- DIRECTIVE: Retype, word for word, the lines of the items below from the line with "Put a dot on each instance of the wooden" to the line with "column 39, row 339", both included.

- RECORDS PROVIDED:
** Begin **

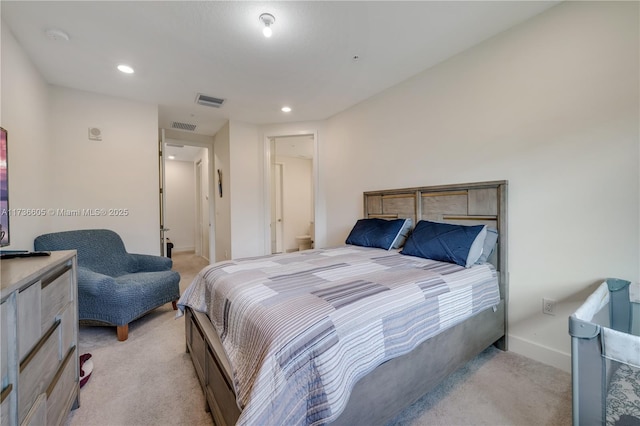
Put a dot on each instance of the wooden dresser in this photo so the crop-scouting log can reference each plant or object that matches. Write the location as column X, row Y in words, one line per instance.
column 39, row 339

** End **
** Begin **

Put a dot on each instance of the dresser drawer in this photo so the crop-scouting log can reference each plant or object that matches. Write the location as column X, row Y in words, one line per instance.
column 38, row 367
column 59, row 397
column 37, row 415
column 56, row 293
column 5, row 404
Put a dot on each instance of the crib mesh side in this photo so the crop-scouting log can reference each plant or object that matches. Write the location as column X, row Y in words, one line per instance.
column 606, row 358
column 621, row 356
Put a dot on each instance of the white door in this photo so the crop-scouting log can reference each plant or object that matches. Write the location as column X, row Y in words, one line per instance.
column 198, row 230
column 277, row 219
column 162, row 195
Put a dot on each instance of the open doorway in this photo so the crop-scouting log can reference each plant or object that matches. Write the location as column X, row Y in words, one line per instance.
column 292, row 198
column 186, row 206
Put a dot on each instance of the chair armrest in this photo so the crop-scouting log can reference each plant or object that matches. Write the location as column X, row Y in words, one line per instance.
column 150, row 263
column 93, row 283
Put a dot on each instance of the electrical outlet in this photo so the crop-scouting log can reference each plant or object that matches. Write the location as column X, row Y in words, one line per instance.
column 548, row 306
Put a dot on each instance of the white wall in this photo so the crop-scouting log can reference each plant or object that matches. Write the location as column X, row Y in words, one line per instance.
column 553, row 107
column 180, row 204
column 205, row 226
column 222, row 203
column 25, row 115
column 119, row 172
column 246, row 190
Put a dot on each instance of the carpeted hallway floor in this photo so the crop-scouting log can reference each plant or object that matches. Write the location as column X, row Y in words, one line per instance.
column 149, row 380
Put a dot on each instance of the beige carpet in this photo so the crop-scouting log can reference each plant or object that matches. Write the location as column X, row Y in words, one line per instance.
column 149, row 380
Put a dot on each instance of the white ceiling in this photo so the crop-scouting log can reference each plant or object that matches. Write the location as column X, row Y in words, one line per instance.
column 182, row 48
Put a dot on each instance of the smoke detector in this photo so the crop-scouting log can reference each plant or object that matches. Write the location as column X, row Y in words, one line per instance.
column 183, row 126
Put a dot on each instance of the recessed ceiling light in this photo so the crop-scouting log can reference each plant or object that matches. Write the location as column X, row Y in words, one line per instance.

** End **
** Begin **

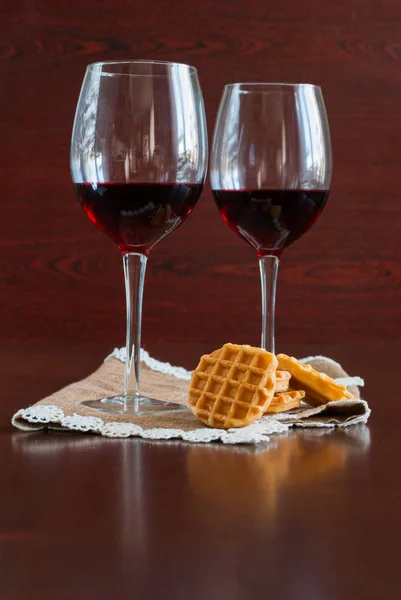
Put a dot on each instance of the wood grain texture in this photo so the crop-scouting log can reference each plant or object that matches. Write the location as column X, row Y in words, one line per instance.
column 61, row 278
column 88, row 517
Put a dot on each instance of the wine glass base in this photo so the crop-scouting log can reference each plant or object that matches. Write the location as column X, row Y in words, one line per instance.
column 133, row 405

** End **

- THE REPLY:
Put a dot on each instance of the wooden dresser in this photo so the crop-scouting log can reference each plant or object that matches. Write the location as column X, row Y in words, one line per instance.
column 39, row 339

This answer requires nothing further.